▶ _Prompt_
Pick out every row below that contains the word "yellow", and copy each of those rows unchanged.

▶ _Provided entries_

— START —

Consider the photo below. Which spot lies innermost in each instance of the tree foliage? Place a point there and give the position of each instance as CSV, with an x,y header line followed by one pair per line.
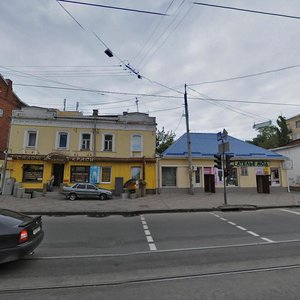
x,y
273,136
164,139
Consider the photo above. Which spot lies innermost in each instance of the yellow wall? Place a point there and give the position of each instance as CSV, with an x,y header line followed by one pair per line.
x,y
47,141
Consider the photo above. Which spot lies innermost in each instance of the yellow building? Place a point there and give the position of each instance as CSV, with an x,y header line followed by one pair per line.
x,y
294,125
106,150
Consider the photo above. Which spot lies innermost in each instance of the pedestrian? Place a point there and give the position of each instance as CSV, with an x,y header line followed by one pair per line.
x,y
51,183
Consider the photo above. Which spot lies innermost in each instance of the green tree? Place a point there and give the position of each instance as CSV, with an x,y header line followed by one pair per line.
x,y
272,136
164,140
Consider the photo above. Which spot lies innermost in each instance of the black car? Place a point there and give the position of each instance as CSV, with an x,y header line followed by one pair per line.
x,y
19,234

— END —
— START —

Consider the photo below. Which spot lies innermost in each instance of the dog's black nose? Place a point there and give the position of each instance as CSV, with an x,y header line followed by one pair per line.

— END —

▶ _Exercise answer_
Consider the photo above. Which spot lies innermost in each instance of the yellow wall? Place a point there and give the position of each instance as CSV, with an x,y header line followed by one pair per line.
Consider the photo above. Which spot lies innermost in each instance of the yellow building? Place a point there and give the position of each instance as CSV, with an x,y header line followed by one pair per line.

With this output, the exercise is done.